— BEGIN Data to process —

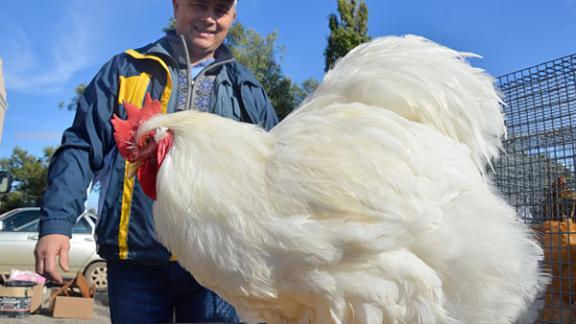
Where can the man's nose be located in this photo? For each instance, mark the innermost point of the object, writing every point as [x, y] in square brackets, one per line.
[210, 15]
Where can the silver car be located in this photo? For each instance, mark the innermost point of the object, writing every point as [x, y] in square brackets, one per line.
[18, 236]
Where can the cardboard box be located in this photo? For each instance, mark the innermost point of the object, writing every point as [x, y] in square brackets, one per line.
[75, 299]
[72, 307]
[20, 301]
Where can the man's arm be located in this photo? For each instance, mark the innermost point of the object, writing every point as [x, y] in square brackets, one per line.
[82, 153]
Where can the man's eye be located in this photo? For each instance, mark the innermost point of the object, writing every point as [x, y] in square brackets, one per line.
[198, 6]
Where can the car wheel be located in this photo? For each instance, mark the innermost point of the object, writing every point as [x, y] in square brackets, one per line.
[96, 274]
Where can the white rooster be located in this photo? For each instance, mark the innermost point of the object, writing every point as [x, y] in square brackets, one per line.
[368, 204]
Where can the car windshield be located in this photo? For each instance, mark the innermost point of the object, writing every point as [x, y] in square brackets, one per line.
[23, 221]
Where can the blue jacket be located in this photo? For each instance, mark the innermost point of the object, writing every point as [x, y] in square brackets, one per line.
[88, 153]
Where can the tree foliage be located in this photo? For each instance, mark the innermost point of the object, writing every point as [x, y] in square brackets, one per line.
[71, 105]
[30, 178]
[347, 30]
[261, 55]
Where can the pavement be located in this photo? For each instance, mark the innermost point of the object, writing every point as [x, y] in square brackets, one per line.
[101, 314]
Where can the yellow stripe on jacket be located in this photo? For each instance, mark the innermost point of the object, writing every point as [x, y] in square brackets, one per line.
[132, 90]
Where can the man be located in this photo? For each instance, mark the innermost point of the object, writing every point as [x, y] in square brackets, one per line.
[188, 69]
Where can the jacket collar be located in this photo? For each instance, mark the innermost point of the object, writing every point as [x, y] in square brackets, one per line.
[173, 46]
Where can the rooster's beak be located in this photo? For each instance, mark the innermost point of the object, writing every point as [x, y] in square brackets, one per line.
[132, 168]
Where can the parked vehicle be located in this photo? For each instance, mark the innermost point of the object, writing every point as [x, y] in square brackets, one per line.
[19, 234]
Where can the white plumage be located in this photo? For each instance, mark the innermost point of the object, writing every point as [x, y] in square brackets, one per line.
[368, 204]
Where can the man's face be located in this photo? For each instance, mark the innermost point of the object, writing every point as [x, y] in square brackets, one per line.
[204, 23]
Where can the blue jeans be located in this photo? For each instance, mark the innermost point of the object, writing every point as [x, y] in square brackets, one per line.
[161, 293]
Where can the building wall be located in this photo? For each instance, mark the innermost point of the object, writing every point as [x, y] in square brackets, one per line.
[3, 102]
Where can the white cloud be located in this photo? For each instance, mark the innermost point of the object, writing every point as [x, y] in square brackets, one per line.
[45, 65]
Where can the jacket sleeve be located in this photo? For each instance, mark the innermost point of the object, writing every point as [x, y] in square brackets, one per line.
[259, 106]
[81, 154]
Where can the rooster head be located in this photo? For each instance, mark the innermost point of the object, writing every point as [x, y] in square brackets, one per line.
[145, 150]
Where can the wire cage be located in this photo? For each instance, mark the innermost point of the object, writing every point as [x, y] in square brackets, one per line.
[537, 173]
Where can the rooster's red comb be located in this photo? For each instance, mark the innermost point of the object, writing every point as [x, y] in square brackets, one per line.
[125, 130]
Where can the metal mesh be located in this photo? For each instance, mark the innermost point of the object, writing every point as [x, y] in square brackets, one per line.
[537, 172]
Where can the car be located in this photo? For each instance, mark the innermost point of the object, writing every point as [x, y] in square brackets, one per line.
[19, 234]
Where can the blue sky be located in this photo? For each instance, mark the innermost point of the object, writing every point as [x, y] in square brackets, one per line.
[48, 47]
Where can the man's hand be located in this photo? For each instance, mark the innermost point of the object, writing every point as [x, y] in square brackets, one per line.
[47, 249]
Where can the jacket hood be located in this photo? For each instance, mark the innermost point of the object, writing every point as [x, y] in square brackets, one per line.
[174, 46]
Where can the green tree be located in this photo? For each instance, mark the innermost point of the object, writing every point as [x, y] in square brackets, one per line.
[261, 55]
[347, 30]
[78, 92]
[30, 178]
[171, 25]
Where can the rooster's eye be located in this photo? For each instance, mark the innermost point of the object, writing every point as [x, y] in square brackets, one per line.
[146, 140]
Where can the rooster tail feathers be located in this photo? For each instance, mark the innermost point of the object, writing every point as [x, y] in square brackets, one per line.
[424, 82]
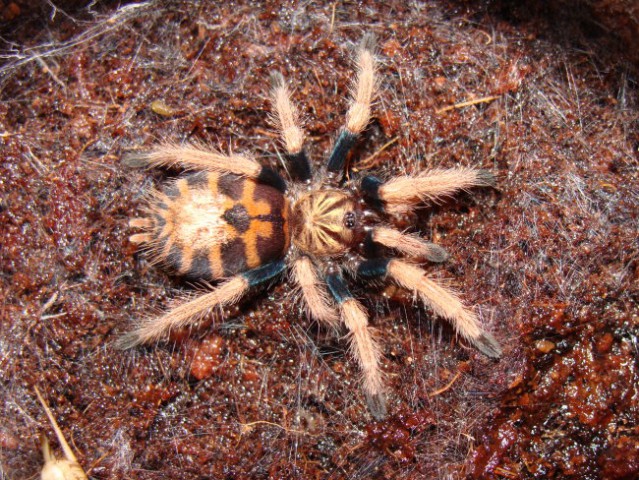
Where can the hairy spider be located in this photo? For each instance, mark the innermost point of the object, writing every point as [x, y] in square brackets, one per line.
[238, 221]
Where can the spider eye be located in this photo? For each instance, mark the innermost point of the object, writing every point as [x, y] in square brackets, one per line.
[350, 220]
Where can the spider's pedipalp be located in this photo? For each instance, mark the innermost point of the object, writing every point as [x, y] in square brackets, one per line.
[198, 158]
[314, 293]
[402, 194]
[359, 113]
[363, 346]
[409, 245]
[287, 122]
[191, 312]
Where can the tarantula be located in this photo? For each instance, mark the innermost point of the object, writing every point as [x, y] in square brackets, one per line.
[239, 222]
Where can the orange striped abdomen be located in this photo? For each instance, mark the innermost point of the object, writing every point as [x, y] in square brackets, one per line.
[209, 226]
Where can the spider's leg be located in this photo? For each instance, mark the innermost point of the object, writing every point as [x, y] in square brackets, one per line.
[314, 292]
[359, 112]
[191, 311]
[198, 158]
[409, 245]
[363, 346]
[443, 301]
[401, 194]
[286, 118]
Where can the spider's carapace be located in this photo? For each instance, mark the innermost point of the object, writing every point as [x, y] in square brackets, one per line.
[239, 221]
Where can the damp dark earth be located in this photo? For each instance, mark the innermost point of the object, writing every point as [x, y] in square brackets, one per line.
[544, 96]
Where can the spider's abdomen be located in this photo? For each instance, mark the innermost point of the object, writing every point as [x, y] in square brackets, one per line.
[210, 226]
[324, 222]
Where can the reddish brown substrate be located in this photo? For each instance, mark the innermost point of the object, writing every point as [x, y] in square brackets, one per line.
[551, 257]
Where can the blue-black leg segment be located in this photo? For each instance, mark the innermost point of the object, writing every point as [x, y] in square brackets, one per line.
[271, 177]
[370, 188]
[299, 165]
[264, 273]
[373, 268]
[343, 145]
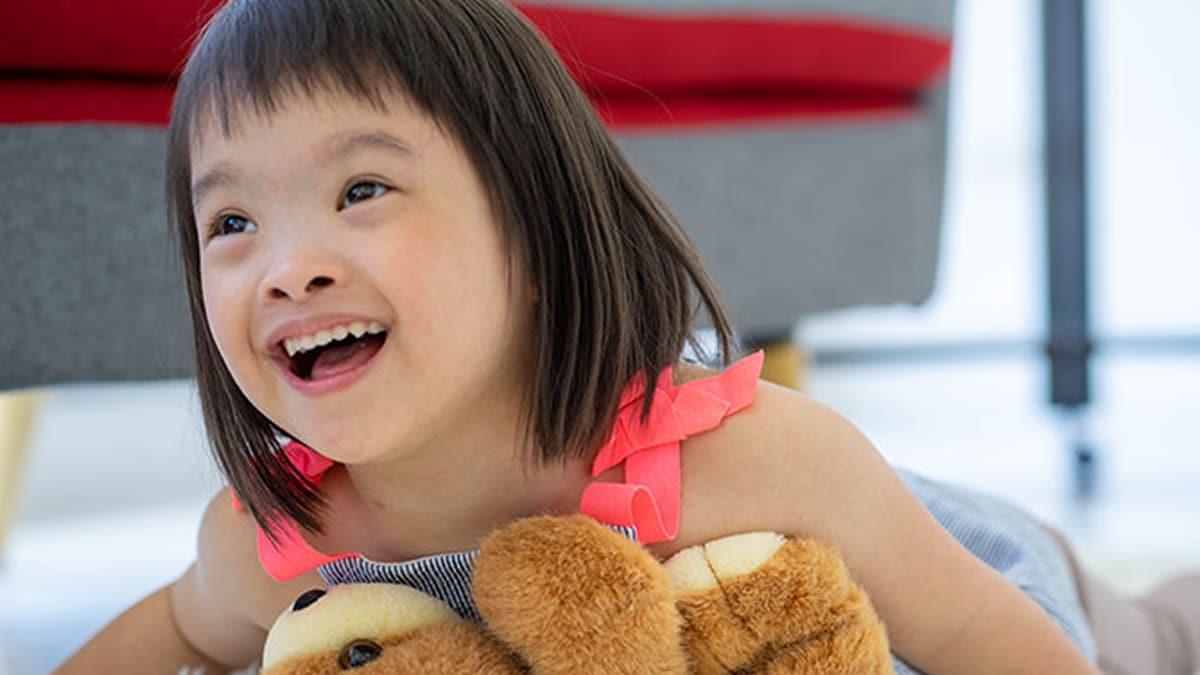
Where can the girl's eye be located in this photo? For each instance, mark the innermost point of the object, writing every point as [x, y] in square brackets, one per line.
[231, 223]
[363, 191]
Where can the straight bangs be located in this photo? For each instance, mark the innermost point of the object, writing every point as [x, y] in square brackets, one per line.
[612, 270]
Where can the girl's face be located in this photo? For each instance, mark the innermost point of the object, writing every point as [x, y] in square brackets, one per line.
[329, 219]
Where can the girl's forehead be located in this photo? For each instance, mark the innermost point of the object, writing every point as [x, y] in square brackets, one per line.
[307, 121]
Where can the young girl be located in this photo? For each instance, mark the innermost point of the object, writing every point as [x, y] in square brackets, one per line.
[412, 248]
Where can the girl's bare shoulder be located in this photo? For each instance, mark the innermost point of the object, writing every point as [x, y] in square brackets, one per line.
[226, 602]
[771, 466]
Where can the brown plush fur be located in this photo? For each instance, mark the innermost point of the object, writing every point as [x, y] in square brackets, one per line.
[570, 596]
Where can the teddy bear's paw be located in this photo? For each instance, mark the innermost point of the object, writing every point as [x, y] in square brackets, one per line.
[379, 628]
[574, 597]
[763, 603]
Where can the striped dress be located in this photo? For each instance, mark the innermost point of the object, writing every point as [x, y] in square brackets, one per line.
[646, 507]
[996, 532]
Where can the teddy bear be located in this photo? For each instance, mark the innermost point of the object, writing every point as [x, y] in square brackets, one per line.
[567, 595]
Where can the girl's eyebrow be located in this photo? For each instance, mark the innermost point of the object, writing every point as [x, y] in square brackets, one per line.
[347, 143]
[223, 174]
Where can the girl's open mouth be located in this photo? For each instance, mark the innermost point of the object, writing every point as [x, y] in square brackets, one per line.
[336, 357]
[331, 366]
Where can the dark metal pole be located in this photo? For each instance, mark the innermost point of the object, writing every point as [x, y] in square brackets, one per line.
[1068, 340]
[1065, 59]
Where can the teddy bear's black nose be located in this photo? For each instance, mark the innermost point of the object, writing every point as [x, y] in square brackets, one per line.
[359, 653]
[307, 598]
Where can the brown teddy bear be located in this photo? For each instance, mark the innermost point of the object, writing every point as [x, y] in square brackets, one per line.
[569, 596]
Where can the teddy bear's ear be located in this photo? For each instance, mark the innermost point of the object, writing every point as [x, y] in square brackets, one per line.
[347, 619]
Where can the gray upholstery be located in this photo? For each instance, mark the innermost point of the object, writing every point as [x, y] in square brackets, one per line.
[90, 285]
[791, 219]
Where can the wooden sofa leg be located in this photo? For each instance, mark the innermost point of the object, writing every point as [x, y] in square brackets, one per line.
[785, 364]
[17, 412]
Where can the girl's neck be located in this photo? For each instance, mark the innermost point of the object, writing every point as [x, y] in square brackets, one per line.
[402, 511]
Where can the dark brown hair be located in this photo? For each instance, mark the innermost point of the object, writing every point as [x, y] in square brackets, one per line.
[612, 269]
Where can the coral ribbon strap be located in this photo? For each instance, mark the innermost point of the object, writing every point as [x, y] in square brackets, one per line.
[649, 497]
[293, 555]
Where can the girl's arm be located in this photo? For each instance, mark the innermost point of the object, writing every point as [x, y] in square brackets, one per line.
[215, 616]
[802, 469]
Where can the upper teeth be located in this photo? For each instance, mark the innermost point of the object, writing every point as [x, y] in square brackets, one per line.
[306, 342]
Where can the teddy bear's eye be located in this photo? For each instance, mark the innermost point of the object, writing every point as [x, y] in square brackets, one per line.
[307, 598]
[359, 653]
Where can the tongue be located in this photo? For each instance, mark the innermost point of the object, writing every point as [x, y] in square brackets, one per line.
[335, 360]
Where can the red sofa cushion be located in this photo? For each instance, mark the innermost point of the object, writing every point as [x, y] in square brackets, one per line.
[114, 61]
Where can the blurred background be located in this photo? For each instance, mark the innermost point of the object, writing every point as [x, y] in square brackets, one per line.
[958, 388]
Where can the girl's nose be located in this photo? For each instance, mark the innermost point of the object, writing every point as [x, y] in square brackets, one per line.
[301, 274]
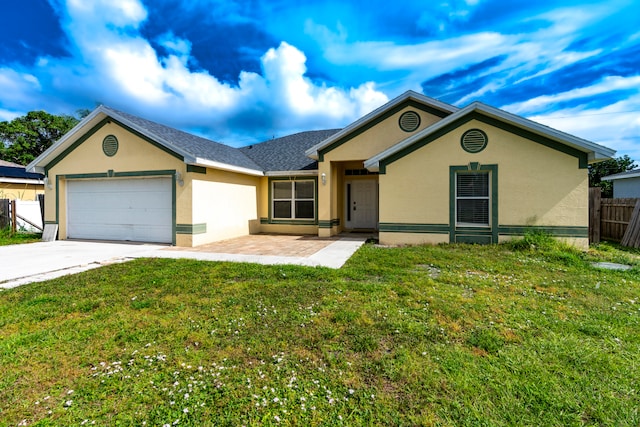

— END Data to process —

### Stated task:
Pull out each line of the material above that contains the word "dark". Case matters, so count only matches with the same capitalization.

### The output:
Where can the damp dark earth be located in this photo? For each instance, mark the innermost point of the object, writing every point as [x, y] in square brackets, one per line.
Where can the dark metal pole be located in this photo? For each instance, mark the innermost point of the object, writing every point as [x, y] in square brackets, one per line.
Where can the dark brown hair be located in this photo? For each instance, mark the innermost point of the object, writing every point as [x, y] in square brackets, one per line.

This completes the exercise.